Return verbatim the lines from the one containing "indicate: parked car" through the end of the records, including both that line and the last line.

[BEGIN Data for this exercise]

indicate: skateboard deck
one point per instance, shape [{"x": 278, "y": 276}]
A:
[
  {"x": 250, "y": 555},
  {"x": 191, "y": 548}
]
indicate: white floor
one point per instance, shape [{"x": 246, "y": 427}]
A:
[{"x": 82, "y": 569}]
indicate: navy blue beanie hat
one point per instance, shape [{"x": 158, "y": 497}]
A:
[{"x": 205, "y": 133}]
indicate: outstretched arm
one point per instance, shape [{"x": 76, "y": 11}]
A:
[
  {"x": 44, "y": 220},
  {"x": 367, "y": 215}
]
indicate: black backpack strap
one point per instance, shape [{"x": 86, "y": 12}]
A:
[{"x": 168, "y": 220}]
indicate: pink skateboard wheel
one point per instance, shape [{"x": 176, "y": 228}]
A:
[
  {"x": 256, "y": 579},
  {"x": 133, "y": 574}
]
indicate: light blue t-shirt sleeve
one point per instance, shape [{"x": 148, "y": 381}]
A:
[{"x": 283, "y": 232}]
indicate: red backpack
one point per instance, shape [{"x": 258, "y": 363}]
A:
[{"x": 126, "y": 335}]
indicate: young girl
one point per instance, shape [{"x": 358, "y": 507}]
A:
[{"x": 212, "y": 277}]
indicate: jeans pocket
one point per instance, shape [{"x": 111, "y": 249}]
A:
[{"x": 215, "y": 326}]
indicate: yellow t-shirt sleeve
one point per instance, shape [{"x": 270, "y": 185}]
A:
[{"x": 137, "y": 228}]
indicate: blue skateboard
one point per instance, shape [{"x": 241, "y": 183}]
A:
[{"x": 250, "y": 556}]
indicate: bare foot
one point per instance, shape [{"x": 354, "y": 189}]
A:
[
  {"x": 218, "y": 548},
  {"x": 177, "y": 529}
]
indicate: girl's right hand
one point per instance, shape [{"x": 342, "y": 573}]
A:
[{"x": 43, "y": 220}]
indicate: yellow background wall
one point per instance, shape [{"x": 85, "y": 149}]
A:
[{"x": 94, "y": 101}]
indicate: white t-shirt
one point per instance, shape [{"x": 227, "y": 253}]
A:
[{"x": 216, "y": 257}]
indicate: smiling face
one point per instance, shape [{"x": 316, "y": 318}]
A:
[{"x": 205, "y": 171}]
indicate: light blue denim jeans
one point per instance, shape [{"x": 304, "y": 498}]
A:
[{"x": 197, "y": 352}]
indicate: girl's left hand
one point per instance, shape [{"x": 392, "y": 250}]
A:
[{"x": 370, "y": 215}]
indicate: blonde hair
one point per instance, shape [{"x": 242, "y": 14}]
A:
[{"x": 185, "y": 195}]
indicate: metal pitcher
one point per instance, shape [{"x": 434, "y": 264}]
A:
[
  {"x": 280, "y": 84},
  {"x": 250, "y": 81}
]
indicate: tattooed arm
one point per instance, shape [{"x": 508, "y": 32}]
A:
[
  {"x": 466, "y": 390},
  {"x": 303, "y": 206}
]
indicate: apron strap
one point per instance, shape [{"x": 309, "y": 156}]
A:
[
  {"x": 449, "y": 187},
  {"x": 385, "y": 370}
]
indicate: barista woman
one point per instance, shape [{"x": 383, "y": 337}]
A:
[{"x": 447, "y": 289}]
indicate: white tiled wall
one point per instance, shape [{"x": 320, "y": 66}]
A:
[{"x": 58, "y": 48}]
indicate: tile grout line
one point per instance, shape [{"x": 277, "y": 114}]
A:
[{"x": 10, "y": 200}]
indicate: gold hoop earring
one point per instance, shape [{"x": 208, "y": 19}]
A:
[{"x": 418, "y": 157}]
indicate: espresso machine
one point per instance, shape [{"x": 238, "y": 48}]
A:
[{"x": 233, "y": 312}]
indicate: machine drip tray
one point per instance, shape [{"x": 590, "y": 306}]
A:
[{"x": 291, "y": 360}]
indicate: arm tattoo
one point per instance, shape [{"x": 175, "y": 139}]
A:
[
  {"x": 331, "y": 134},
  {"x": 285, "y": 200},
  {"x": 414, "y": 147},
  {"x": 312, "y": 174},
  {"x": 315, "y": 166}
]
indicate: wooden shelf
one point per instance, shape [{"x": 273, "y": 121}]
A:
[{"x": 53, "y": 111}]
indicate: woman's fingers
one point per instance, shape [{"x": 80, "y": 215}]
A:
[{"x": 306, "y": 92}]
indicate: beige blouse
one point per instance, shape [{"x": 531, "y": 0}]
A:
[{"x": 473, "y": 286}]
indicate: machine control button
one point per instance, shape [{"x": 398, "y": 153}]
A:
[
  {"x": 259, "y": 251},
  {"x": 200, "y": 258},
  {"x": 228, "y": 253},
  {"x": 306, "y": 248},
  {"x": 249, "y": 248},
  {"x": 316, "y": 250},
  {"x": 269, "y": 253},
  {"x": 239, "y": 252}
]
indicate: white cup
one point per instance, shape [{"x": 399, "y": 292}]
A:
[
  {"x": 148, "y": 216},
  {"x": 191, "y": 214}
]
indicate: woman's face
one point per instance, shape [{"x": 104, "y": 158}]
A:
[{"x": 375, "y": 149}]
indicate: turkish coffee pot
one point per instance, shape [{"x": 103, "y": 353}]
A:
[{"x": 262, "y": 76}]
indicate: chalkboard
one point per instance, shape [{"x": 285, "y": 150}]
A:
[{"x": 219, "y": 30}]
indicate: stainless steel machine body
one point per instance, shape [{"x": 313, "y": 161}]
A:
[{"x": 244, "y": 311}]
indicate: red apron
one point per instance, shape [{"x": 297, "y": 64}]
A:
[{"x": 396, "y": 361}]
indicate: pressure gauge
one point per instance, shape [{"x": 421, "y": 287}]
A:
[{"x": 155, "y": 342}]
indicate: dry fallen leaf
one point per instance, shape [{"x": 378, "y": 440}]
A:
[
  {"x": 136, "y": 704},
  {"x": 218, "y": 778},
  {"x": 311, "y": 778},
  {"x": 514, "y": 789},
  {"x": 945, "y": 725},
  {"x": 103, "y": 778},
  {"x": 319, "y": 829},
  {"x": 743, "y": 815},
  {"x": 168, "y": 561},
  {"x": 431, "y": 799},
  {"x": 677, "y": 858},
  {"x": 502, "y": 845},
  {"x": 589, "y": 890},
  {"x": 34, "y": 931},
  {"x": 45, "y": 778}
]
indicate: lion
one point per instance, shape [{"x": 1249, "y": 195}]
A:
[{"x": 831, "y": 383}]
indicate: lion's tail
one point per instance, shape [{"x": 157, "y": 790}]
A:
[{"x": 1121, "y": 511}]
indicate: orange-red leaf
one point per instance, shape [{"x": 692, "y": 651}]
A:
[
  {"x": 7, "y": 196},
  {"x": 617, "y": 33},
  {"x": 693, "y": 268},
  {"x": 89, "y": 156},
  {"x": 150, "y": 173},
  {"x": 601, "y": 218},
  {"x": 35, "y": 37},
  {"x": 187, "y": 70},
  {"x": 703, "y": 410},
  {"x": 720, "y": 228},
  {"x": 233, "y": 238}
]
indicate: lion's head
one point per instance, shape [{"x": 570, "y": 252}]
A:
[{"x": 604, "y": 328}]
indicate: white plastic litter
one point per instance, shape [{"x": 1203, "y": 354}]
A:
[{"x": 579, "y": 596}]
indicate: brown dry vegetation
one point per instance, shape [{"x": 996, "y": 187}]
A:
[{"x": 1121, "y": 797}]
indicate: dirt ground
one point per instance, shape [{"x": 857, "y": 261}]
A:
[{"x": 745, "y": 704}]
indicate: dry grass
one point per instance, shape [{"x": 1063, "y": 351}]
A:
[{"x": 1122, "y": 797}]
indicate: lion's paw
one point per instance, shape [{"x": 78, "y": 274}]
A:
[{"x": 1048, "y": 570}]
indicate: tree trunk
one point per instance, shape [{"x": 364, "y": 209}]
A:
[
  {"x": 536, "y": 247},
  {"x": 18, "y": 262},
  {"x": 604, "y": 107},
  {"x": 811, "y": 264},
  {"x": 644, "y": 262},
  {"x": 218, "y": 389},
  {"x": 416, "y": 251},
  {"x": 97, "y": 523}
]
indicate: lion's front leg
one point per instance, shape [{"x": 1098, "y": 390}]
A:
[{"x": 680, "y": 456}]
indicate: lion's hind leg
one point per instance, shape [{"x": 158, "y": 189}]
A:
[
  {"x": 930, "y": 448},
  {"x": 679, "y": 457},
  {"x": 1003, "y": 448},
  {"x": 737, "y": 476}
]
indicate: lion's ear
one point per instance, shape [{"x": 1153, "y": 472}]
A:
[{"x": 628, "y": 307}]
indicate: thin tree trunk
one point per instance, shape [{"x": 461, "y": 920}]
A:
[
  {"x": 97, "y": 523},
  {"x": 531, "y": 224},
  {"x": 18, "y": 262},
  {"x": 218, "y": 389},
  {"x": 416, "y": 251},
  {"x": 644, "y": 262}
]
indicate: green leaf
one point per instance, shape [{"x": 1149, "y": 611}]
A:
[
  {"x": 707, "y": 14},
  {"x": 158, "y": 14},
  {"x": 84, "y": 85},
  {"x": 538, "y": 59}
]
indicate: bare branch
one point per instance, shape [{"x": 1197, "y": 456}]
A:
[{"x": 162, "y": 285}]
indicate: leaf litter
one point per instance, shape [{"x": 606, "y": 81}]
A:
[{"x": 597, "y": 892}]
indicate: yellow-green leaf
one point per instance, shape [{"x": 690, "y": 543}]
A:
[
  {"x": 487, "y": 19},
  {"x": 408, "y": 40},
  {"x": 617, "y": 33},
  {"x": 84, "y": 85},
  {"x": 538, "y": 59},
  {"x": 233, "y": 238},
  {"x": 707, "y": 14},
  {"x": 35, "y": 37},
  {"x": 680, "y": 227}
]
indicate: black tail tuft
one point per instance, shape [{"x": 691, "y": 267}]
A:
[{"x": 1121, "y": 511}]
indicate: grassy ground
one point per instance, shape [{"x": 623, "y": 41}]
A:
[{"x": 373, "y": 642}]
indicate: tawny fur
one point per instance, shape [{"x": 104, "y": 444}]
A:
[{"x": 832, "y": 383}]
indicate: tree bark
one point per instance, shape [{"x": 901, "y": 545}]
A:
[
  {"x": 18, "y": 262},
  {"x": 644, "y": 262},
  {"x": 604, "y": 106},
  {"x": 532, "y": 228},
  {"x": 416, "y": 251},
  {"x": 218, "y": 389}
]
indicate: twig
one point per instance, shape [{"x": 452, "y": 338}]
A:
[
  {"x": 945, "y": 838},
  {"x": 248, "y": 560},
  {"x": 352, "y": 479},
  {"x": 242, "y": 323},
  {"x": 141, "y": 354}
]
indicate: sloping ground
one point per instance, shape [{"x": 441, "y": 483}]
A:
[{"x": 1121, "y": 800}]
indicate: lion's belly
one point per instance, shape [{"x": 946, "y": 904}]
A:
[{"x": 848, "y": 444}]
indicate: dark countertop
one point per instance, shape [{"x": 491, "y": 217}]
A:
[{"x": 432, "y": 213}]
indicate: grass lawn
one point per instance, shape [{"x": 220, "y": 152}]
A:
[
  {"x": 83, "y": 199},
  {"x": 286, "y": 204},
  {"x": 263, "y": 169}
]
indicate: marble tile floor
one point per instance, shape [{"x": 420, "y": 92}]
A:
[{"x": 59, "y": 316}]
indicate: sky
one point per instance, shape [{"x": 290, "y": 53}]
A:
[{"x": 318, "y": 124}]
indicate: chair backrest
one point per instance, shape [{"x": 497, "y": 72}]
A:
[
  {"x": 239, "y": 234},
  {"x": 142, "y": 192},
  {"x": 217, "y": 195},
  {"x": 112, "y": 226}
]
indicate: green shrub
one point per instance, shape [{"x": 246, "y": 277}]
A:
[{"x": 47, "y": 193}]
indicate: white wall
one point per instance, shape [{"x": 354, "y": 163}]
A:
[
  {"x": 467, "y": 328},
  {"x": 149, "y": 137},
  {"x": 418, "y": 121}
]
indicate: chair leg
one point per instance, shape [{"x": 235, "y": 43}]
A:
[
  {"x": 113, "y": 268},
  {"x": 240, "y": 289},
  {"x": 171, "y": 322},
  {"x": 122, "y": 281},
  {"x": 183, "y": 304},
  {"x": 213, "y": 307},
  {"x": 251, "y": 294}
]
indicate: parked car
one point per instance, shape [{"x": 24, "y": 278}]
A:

[END Data for this exercise]

## Worked answer:
indicate: parked car
one point per instance, shape [{"x": 24, "y": 278}]
A:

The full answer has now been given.